▶ _Reading text_
──────

Thanks guys, not sure where the bump came from but good to know the older write-ups still get some coverage :thumb:

Yep that was all done over a day, luckily the car was fairly clean to start with at least but it was a non stop 10-12 hour job.


----------



## Toyota-Ant (Sep 9, 2012)

That is an excellent finish! The fk looks very good on the red!


----------



## Clyde (Feb 15, 2012)

stunning finish


----------



## jlw41 (Jun 5, 2011)

great work as always :thumb:


----------



## mustang-owner (May 8, 2011)

Hi Nick,

I’ve been cleaning my own cars for over 30 years, “sort-of” detailing for over 20 years, and I’m just about to embark on the next phase…..a bit of newbie DA machine polishing.

Your detailed write up of step-by-step, start to finish with a product-used guide does you almost as much justice as the finished job.

I’ll echo the sentiments of others…….Very well done sir, and if I get anywhere near this finish on my metallic silver Audi A2 I’ll be most pleased.

Simply stunning and thanks for sharing.

Jeff


----------



## DetailMyCar (Apr 19, 2010)

──────

▶ _Items_

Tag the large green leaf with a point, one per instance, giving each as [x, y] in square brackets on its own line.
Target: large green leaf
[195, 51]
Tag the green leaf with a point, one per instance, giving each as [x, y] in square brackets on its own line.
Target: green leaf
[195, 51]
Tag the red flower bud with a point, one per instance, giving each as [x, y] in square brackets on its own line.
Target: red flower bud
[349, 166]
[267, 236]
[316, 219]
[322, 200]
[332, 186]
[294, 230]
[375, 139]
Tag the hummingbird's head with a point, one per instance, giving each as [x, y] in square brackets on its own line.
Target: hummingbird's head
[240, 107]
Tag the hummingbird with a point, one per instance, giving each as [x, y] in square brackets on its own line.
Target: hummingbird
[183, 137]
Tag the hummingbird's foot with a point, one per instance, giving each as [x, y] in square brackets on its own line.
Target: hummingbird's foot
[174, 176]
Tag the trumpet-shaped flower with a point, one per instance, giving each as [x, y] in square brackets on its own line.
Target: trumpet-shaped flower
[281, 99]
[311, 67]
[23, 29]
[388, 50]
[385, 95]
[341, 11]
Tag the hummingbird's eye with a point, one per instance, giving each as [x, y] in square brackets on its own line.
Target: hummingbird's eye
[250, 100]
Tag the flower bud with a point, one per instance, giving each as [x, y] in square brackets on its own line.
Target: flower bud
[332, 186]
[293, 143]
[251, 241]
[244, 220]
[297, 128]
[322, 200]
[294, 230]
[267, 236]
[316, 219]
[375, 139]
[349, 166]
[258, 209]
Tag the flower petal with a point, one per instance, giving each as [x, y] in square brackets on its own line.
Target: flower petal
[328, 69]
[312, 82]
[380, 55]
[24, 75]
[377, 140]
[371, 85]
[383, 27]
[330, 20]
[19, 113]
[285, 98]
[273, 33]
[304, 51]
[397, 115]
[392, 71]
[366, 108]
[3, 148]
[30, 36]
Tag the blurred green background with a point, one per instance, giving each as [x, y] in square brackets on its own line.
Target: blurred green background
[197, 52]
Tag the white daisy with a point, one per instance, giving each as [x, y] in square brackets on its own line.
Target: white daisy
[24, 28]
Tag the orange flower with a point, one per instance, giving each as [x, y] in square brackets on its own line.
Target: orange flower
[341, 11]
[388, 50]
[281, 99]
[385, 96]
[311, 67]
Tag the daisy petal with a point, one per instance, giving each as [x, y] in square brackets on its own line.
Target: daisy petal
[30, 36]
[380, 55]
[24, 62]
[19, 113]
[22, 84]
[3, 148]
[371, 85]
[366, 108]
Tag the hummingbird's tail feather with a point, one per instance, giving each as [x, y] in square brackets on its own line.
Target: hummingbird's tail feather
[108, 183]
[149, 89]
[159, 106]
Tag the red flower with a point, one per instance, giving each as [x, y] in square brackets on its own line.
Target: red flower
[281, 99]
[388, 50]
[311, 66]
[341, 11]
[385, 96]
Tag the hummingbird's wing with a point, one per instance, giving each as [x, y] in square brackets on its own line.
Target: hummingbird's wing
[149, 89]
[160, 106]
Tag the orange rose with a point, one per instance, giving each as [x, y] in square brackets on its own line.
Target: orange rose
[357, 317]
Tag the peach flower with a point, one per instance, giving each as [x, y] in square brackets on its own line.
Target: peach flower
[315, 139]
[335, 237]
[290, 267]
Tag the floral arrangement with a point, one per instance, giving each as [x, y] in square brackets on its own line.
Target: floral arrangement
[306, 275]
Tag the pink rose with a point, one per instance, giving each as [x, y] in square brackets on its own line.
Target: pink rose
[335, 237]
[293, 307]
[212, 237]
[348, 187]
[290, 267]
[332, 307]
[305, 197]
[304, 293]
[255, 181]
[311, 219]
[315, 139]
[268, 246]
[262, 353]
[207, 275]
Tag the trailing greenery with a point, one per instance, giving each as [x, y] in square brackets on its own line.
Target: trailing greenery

──────

▶ _Exercises_
**A.** Copy out the passage of the car detailing thread that begins with the words "## mustang-owner (May" and ends with "be most pleased.".
**B.** Pick up the car detailing thread where it stops and keep writing it.

▶ _Results by task_
**A.**
## mustang-owner (May 8, 2011)

Hi Nick,

I’ve been cleaning my own cars for over 30 years, “sort-of” detailing for over 20 years, and I’m just about to embark on the next phase…..a bit of newbie DA machine polishing.

Your detailed write up of step-by-step, start to finish with a product-used guide does you almost as much justice as the finished job.

I’ll echo the sentiments of others…….Very well done sir, and if I get anywhere near this finish on my metallic silver Audi A2 I’ll be most pleased.

**B.**
mustang-owner said:


> Hi Nick,
> 
> I've been cleaning my own cars for over 30 years, "sort-of" detailing for over 20 years, and I'm just about to embark on the next phase…..a bit of newbie DA machine polishing.
> 
> ...


Wow thanks Jeff, very kind words and glad it was of help to you! If I can be of any help just give me a nudge


----------



## Ronnie (Nov 15, 2006)

looking mighty. great job!!!


----------



## Titanium Htail (Mar 24, 2012)

That is a very well presented post with related products before and after, a great example of the detailing concept, technique and result. 

Thank-you, a nice shine on that red now !

John Tht,


----------



## colarado red (Jun 5, 2008)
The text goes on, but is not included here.